Things to do
**a)** Output the part of the MongoDB article that opens with the words containing "As I explained" and closes with "what you're seeking.", copying it word for word.
**b)** Swap "white pillow" for "gray pillow" in the rows, from the line containing "Target: door frame" through the last of the rows, and return only those lines with everything else left as it is.

Document passage
At the Forge - Advanced MongoDB
Last month, I started discussing MongoDB, an open-source non-relational “document-based” database that has been growing in popularity during the past year. Unlike relational databases, which store all information in two-dimensional tables, MongoDB stores everything in something akin to a set of hash tables.
In a relational database, you can be sure that every record (that is, row) in a table has the same number and set of columns. By contrast, MongoDB is schema-less, meaning there is no enforcement of such rules on columns. Two records in a MongoDB collection might have identical keys, or they might have no two keys in common. Ensuring that the keys are meaningful, and that they will not be prone to abuse or error, is the programmer's responsibility.
Working with MongoDB turns out to be fairly straightforward, as I showed in several examples last month. Once you have set up a database and a collection, you can add, remove and modify records using a combination of objects in your favorite language and the MongoDB query language.
The fact that it's easy to work with MongoDB doesn't mean that it's lacking in high-powered features, however. This month, I describe some of the features you're likely to use if you incorporate MongoDB into your applications, such as indexing and object relationships. If you're like me, you'll see there is a lot to like; plus, using MongoDB prods you to think about your data in new and different ways.
As I explained last month, MongoDB has its own query language, allowing you to retrieve records whose attributes match certain conditions. For example, if you have a book database, you might want to find all books with a certain title. One way to perform such a retrieval would be to iterate over each of the records, pulling out all those that precisely match the title in question. In Ruby, you could express this as:
books.find_all {|b| b.title == search_title}
The problem with this approach is that it's quite slow. The system needs to iterate over each of the items, which means as the list of books grows, so too will the time it takes to find what you're seeking.
The solution to this problem, as database programmers have long known, is to use an index. Indexes come in various forms, but the basic idea is that they allow you to find all records with a particular value for the title immediately (or any column field), without having to scan through each of the individual records. It should come as no surprise, then, that MongoDB supports indexes. How can you use them?
Continuing with this book example, I inserted about 43,000 books into a MongoDB collection. Each inserted document was a Ruby hash, storing the book's ISBN, title, weight and publication date. Then, I could retrieve a book using MongoDB's client program, which provides an interactive JavaScript interface:
./bin/mongo atf
> db.books.count()

[Data items]
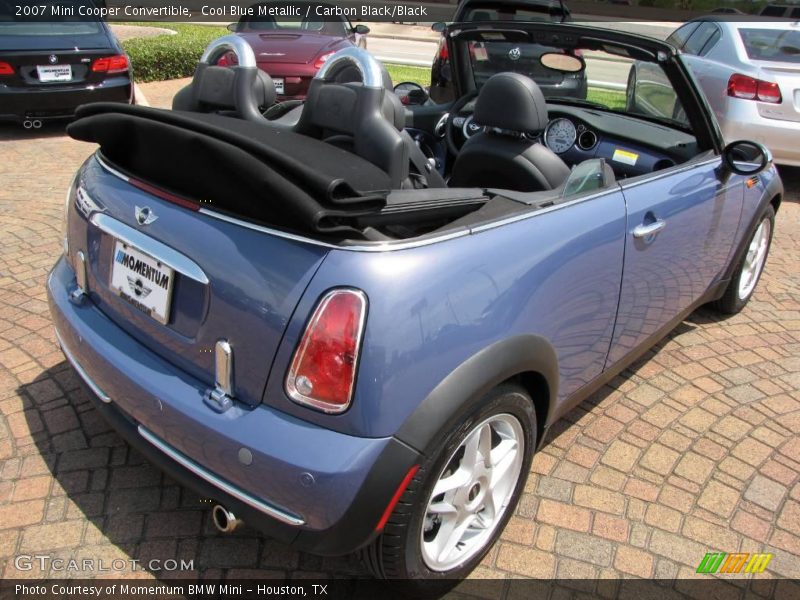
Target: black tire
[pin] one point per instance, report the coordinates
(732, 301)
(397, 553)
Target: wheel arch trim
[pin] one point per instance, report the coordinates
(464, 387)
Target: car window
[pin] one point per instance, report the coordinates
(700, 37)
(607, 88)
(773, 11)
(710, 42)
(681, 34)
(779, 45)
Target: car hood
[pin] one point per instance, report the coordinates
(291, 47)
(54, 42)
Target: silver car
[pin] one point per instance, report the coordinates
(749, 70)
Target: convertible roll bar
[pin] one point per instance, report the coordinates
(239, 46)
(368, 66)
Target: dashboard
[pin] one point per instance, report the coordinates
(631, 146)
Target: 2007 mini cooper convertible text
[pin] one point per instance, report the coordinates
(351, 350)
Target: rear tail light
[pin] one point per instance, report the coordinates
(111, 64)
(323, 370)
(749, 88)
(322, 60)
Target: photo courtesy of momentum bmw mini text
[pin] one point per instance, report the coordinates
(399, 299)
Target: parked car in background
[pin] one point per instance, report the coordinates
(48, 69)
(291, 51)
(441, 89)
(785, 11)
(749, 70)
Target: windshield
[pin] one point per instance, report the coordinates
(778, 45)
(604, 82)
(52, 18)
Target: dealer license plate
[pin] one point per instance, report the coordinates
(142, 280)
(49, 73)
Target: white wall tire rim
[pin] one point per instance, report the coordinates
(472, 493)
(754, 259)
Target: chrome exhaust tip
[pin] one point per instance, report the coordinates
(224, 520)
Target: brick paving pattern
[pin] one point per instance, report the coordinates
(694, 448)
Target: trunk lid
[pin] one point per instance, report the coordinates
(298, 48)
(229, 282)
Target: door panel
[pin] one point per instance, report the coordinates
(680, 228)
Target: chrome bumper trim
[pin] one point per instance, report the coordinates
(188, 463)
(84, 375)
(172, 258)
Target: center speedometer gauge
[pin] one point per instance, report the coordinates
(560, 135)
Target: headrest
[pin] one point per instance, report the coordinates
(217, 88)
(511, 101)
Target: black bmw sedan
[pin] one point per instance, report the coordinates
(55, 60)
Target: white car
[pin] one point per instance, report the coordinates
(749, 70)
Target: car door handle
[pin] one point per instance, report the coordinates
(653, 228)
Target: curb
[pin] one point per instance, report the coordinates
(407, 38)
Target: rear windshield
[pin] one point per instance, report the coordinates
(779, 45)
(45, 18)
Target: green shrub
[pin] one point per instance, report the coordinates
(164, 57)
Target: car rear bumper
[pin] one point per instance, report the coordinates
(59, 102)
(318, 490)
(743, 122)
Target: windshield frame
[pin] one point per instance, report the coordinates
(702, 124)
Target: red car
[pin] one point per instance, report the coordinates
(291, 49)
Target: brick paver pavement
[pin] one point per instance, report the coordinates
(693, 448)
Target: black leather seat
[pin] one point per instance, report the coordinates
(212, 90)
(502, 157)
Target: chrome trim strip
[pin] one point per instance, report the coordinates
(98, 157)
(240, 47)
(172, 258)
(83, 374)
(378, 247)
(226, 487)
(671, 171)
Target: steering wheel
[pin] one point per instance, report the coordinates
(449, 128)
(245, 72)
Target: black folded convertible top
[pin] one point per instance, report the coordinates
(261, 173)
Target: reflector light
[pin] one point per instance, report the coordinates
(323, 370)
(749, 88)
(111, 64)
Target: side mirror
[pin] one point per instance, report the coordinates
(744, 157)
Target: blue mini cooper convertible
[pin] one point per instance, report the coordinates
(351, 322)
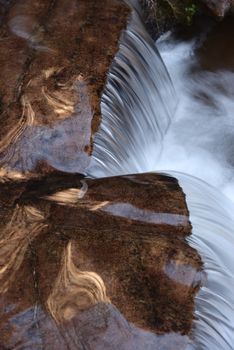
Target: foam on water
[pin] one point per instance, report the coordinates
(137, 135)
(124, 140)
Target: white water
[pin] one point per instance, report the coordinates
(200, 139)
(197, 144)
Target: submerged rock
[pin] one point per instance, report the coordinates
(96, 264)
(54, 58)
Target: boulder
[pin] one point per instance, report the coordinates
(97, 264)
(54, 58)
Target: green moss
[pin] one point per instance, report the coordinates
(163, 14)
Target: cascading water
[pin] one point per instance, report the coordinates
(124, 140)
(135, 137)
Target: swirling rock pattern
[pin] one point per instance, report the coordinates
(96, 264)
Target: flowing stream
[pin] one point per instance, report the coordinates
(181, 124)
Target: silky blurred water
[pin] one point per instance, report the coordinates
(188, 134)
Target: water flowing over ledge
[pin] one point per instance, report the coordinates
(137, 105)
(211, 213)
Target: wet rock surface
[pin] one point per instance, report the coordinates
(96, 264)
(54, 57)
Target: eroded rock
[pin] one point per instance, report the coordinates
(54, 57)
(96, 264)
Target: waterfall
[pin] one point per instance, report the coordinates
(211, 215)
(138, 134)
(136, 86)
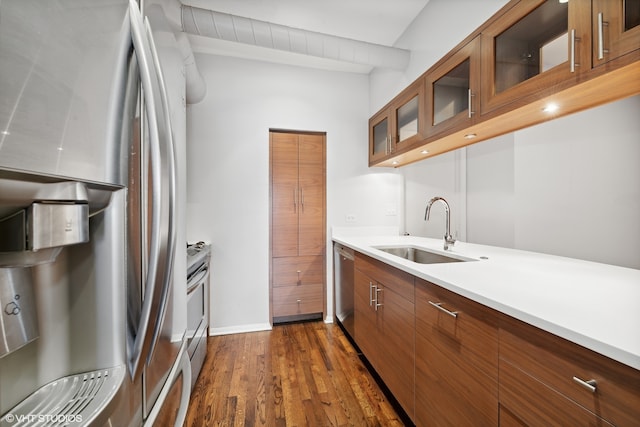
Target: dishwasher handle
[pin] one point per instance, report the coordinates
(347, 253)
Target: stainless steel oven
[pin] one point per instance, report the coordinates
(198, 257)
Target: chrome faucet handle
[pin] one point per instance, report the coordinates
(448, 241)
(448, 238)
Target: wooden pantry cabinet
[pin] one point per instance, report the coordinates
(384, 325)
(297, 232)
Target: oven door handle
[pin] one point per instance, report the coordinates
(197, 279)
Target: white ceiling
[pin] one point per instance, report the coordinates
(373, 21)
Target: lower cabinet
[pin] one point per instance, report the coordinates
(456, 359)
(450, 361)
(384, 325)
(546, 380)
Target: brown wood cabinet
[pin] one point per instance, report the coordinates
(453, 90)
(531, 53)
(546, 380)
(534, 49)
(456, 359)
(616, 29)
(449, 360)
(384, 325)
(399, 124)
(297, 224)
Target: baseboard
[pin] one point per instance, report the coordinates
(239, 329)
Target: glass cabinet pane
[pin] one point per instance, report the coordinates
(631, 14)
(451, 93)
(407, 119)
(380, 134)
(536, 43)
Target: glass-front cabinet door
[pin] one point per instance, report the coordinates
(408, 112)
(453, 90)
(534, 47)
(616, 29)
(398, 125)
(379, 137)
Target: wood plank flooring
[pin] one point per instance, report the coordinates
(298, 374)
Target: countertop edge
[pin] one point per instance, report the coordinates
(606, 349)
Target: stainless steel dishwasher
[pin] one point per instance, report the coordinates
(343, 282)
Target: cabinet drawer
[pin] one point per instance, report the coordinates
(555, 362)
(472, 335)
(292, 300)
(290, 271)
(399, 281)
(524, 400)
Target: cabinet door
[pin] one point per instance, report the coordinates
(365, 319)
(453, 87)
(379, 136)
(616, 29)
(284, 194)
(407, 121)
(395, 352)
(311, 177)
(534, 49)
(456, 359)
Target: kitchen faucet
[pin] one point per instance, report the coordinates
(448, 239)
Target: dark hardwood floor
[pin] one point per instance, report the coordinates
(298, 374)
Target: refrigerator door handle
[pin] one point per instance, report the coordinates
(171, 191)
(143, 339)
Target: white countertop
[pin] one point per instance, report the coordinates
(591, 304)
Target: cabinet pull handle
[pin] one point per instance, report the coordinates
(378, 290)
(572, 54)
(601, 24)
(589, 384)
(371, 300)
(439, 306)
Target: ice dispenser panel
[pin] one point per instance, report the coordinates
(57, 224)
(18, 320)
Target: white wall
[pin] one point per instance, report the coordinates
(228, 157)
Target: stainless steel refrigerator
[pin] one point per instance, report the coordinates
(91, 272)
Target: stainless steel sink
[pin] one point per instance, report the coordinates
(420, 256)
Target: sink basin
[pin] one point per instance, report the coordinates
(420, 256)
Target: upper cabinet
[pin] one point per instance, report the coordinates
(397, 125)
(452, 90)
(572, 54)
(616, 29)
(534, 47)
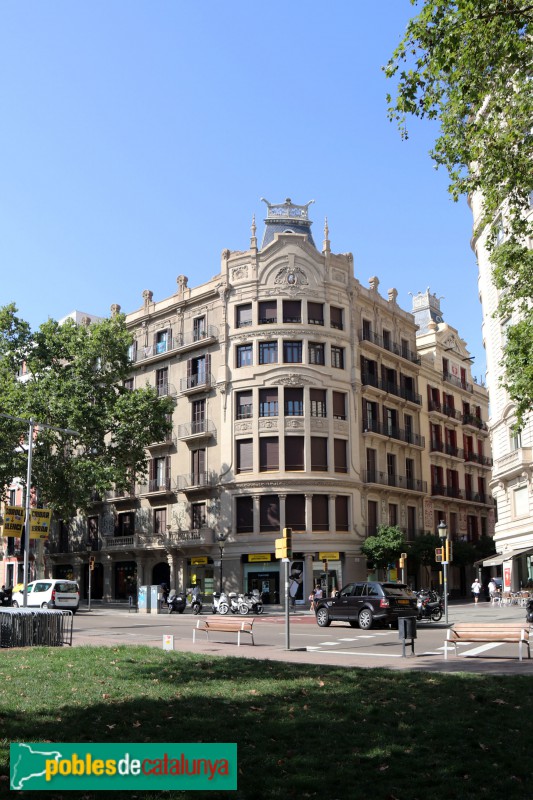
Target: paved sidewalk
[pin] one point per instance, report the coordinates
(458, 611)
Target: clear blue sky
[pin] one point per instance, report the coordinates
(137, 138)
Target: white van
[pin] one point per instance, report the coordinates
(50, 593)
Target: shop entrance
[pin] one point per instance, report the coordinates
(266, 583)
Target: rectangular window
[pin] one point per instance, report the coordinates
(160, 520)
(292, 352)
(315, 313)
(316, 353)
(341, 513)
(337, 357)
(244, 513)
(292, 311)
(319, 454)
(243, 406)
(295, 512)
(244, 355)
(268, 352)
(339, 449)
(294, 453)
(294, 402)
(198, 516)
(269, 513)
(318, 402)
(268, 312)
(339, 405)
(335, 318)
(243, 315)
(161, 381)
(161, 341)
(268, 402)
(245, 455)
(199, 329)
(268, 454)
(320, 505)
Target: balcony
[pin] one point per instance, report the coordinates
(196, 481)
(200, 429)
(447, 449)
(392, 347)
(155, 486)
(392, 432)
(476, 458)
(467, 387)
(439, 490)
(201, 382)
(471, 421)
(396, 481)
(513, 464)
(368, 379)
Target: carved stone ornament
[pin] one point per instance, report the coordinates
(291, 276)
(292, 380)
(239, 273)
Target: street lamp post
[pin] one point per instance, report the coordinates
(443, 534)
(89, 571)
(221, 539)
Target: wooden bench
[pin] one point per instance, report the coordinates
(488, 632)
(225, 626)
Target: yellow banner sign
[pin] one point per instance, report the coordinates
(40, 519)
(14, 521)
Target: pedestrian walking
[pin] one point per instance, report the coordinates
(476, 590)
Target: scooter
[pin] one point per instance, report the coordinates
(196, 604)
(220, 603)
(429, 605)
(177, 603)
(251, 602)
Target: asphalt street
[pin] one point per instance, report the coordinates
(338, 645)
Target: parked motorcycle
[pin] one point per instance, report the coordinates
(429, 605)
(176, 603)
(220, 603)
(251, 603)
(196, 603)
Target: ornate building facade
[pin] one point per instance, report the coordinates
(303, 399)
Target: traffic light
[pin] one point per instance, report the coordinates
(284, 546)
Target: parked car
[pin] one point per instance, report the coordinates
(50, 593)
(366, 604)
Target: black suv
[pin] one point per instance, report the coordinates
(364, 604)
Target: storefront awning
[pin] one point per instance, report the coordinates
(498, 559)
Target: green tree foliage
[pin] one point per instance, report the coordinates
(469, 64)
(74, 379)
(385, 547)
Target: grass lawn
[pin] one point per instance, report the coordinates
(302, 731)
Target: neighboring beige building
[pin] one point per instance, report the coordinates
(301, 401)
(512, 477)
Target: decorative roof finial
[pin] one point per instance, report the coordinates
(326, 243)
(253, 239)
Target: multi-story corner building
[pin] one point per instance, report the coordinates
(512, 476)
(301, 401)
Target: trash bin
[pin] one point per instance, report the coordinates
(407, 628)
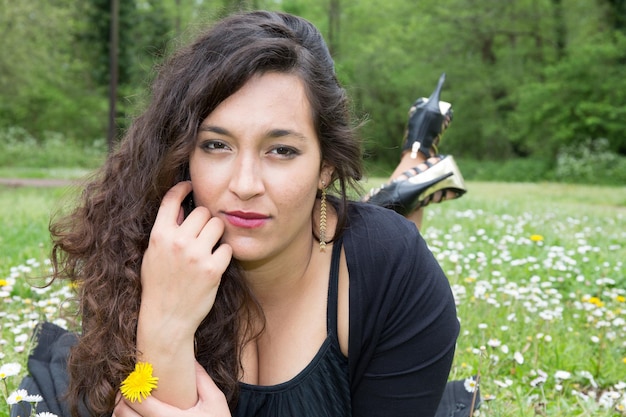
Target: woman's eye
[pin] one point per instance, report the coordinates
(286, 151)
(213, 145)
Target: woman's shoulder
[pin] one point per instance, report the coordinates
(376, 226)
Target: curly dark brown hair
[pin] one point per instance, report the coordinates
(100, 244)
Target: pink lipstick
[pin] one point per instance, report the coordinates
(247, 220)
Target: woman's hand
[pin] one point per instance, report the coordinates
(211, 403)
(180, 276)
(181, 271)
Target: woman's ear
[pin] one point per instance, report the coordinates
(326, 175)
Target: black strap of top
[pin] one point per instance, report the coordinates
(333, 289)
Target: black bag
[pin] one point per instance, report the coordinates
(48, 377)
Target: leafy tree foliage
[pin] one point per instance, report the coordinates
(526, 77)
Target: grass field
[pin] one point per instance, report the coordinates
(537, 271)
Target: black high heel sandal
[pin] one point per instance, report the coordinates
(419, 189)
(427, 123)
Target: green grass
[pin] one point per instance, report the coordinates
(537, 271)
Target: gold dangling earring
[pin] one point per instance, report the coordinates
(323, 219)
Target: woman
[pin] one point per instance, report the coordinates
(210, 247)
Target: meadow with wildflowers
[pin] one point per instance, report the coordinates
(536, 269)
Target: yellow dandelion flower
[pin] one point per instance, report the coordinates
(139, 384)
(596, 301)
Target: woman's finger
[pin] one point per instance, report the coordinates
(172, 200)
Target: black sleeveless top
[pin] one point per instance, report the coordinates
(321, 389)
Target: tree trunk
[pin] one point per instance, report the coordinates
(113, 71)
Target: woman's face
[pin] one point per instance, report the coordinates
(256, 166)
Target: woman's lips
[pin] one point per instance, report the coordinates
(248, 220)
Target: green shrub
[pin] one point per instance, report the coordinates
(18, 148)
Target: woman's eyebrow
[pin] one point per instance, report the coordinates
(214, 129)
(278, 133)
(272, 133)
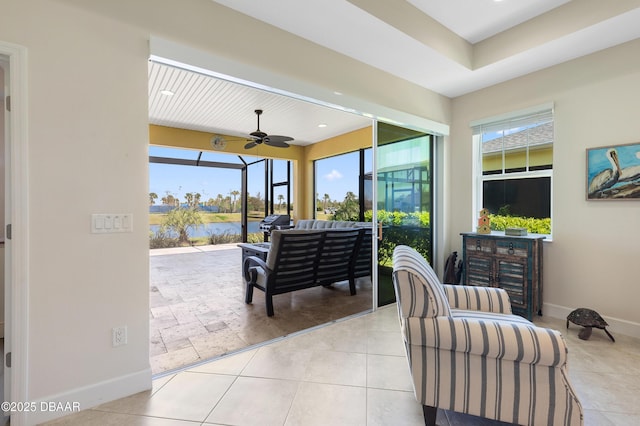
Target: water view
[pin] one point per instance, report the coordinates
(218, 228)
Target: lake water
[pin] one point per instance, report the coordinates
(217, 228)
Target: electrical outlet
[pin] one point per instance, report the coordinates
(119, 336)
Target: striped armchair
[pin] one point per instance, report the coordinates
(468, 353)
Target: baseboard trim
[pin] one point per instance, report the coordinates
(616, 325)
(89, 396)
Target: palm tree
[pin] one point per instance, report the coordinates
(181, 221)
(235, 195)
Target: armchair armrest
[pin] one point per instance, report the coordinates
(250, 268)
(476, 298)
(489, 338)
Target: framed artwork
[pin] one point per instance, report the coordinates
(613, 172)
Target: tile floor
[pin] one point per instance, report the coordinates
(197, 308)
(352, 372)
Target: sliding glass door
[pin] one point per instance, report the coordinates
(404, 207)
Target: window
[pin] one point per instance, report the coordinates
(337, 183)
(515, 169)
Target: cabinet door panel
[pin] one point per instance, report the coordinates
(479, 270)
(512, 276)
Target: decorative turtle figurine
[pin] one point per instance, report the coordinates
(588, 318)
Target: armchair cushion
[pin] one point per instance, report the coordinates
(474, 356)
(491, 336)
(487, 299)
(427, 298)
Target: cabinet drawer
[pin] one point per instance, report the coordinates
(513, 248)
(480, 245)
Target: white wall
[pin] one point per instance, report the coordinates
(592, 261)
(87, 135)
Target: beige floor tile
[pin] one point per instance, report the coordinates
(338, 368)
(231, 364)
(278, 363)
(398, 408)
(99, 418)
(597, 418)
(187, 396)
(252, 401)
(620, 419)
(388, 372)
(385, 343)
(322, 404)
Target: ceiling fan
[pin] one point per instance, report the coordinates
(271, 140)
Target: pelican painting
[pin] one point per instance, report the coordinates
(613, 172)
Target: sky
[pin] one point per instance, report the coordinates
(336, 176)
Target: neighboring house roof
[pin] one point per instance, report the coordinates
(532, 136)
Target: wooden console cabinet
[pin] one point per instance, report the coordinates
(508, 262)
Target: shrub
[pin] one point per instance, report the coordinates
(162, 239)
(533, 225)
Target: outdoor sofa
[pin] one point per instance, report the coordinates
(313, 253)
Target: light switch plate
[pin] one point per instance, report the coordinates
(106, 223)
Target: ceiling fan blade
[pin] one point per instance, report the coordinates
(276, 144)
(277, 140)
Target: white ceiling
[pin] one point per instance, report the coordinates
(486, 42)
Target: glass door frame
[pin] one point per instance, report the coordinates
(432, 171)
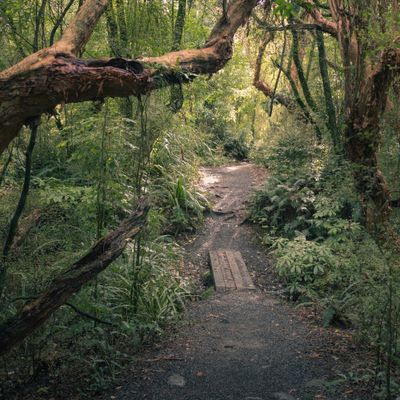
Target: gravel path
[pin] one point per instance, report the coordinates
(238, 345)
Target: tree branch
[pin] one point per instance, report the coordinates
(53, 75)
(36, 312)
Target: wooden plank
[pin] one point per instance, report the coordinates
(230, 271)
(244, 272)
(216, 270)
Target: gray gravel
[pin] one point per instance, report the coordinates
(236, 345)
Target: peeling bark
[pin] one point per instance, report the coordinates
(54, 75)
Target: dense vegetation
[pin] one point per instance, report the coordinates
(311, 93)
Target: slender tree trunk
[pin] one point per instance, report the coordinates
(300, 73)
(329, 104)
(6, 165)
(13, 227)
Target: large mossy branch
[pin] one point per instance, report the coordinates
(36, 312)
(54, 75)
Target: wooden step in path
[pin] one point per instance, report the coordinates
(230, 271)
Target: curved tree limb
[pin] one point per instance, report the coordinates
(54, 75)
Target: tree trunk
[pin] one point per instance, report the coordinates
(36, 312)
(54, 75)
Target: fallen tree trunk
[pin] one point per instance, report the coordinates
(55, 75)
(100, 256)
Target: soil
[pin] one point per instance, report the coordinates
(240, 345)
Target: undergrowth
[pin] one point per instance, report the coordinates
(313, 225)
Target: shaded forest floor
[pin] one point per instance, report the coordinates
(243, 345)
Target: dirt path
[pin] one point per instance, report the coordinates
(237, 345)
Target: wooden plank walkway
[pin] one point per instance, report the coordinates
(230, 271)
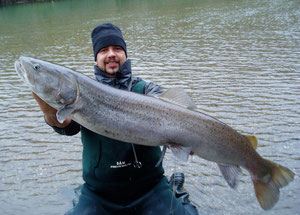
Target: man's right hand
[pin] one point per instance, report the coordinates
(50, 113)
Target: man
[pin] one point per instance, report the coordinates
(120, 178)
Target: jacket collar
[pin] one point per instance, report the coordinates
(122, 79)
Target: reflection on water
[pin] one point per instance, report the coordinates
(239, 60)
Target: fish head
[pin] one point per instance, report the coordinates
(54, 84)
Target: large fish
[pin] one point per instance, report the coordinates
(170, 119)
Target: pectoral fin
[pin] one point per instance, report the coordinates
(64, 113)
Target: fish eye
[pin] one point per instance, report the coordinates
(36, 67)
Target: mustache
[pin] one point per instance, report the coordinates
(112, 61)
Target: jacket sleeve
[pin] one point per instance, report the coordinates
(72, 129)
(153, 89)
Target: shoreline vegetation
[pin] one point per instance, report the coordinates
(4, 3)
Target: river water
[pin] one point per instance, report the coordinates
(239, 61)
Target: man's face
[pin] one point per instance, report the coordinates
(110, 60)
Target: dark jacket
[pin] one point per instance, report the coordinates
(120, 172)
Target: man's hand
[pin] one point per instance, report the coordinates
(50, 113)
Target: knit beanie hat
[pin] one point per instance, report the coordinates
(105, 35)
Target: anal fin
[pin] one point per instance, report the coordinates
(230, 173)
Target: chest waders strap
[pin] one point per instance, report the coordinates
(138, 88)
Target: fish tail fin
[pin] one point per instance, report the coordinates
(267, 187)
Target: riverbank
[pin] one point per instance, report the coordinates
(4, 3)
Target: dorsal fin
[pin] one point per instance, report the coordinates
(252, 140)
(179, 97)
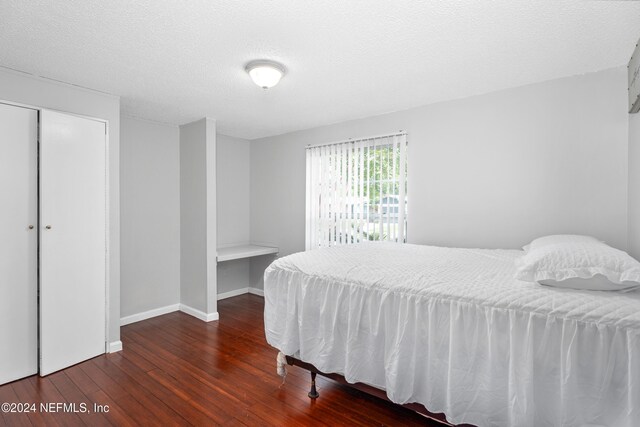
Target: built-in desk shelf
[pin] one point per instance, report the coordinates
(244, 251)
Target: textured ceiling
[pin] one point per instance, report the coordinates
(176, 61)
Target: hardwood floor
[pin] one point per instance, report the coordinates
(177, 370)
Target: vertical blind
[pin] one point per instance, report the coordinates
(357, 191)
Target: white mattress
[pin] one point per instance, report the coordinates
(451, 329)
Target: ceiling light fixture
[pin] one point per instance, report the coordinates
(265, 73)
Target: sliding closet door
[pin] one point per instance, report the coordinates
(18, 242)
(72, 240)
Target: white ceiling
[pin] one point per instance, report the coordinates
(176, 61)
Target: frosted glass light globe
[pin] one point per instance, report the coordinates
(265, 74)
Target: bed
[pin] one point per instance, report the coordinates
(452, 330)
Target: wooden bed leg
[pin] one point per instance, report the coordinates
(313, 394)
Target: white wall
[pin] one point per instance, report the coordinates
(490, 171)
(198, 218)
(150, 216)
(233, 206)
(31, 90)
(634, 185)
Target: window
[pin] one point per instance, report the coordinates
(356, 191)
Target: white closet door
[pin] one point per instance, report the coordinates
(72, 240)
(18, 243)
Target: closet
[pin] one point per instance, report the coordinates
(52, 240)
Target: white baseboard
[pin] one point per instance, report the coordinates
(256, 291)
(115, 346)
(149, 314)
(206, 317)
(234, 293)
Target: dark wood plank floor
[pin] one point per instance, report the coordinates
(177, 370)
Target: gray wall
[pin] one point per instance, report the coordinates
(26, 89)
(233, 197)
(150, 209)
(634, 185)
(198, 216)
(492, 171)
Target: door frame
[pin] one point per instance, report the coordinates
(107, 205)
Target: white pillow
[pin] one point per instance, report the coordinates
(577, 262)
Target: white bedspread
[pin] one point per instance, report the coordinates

Answers in order
**a)**
As I explained last month, MongoDB has its own query language, allowing you to retrieve records whose attributes match certain conditions. For example, if you have a book database, you might want to find all books with a certain title. One way to perform such a retrieval would be to iterate over each of the records, pulling out all those that precisely match the title in question. In Ruby, you could express this as:
books.find_all {|b| b.title == search_title}
The problem with this approach is that it's quite slow. The system needs to iterate over each of the items, which means as the list of books grows, so too will the time it takes to find what you're seeking.

**b)**
Target: door frame
[pin] one point per instance, report the coordinates
(107, 205)
Target: gray pillow
[pin] one point per instance, report the coordinates
(577, 262)
Target: white bedspread
[pin] one point per instance, report the coordinates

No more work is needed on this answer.